Les difficultés d'approche n'ont pas manqué pour autant. Nous avons essayé de les contrôler au mieux en appuyant notre démarche à la fois sur la psychologie sociale et la psychologie clinique. La première nous a permis de découper dans le réel le matériel nécessaire à notre étude: nous avons donc, comme c'est admis en psychologie sociale, considéré que les faits historiques tenaient lieu d'expérimentation naturelle. Notre réflexion a porté, en conséquence, sur le tissu événementiel que les terroristes eux-mêmes mettent quotidiennement à notre disposition, à quoi nous avons rajouté les documents éventuels y afférant. Cette procédure, intégrée dans une démarche documentaliste assez large a été complétée par une enquête sous forme de questionnaire et une analyse de contenu des comptes-rendus de presse, eux aussi empruntés à l'actualité. Quant à la psychologie clinique, elle nous a fourni les instruments d'analyse les plus appropriés à éclairer la constellation affectivo-intellectuelle mobilisée par le terrorisme.

Une telle perspective laisse probablement beaucoup à désirer et à plus d'un titre: les voies et instruments de la recherche que nous avons retenus ne sont ni les seuls ni peut-être les meilleurs; la population qui a servi à l'enquête n'a pas eu toute l'étendue qu'on pourrait souhaiter; le questionnaire lui-même comporte sûrement des imperfections, même si le traitement des résultats chiffrés a pu se faire avec une certaine rigueur grâce au concours d'un ordinateur. Il était, en outre, quelque peu aventureux, sans doute, de chercher des signes et des symboles dans les blessures utilisées par les terroristes et a fortiori de les présenter comme une sorte de langage.

Extraits de données:

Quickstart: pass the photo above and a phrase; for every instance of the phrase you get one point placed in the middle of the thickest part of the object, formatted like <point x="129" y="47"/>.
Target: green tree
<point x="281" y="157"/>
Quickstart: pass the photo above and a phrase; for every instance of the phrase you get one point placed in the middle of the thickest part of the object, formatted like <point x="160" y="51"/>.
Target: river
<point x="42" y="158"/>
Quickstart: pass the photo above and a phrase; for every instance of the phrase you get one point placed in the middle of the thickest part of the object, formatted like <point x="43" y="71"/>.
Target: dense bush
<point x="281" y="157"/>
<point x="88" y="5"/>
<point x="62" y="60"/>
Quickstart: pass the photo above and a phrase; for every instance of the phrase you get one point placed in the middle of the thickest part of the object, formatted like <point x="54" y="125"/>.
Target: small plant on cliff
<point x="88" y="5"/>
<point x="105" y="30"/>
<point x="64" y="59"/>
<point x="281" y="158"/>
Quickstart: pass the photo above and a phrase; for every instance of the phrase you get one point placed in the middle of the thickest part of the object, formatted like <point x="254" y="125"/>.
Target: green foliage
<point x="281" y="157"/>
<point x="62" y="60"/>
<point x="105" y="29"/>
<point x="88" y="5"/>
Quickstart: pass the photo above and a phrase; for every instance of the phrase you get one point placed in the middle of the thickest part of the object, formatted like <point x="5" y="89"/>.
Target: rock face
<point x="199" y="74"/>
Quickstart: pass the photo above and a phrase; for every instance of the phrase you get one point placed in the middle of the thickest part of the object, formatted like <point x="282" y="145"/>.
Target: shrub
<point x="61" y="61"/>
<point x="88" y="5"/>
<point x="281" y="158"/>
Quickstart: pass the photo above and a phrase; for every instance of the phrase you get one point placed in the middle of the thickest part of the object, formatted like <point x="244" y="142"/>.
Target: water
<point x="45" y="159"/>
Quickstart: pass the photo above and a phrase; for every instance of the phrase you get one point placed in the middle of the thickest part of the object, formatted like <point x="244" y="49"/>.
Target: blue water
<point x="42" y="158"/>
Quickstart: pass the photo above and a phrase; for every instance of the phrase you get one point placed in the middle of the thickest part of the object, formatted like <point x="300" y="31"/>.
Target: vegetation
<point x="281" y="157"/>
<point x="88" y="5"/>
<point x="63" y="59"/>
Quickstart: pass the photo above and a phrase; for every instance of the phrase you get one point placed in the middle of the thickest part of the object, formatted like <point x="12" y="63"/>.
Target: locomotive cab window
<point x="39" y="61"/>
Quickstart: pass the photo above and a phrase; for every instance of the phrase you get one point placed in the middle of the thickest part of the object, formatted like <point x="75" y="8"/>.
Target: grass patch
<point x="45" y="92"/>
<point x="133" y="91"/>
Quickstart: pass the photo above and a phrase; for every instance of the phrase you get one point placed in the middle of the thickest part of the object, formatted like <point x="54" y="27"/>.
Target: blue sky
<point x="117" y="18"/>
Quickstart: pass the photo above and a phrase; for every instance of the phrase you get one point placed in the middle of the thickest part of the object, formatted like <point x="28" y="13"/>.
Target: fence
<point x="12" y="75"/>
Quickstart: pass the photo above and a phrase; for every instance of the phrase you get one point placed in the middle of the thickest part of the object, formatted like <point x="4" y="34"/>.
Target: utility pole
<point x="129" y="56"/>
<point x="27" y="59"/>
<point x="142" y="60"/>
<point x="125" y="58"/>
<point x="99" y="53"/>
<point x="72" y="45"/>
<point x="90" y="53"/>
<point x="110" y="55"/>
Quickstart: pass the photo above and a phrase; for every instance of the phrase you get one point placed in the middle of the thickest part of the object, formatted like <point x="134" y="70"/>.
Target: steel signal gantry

À faire:
a) Recopiez le passage de l'extrait du texte qui va de « Une telle perspective » jusqu'à « sorte de langage. ».
b) Répondez à ces questions d'après l'extrait du texte :
(i) Sur quelles deux disciplines la démarche s'est-elle appuyée ?
(ii) Sous quelle forme l'enquête a-t-elle été menée ?
(iii) Grâce à quoi le traitement des résultats chiffrés a-t-il pu se faire avec une certaine rigueur ?
c) Traduisez en anglais cette phrase de l'extrait du texte : « Quant à la psychologie clinique, elle nous a fourni les instruments d'analyse les plus appropriés à éclairer la constellation affectivo-intellectuelle mobilisée par le terrorisme. »

Réponses:
a)
Une telle perspective laisse probablement beaucoup à désirer et à plus d'un titre: les voies et instruments de la recherche que nous avons retenus ne sont ni les seuls ni peut-être les meilleurs; la population qui a servi à l'enquête n'a pas eu toute l'étendue qu'on pourrait souhaiter; le questionnaire lui-même comporte sûrement des imperfections, même si le traitement des résultats chiffrés a pu se faire avec une certaine rigueur grâce au concours d'un ordinateur. Il était, en outre, quelque peu aventureux, sans doute, de chercher des signes et des symboles dans les blessures utilisées par les terroristes et a fortiori de les présenter comme une sorte de langage.

b)
(i) Sur la psychologie sociale et la psychologie clinique.
(ii) Sous forme de questionnaire.
(iii) Grâce au concours d'un ordinateur.

c) As for clinical psychology, it provided us with the most appropriate tools of analysis for shedding light on the affective-intellectual constellation mobilized by terrorism.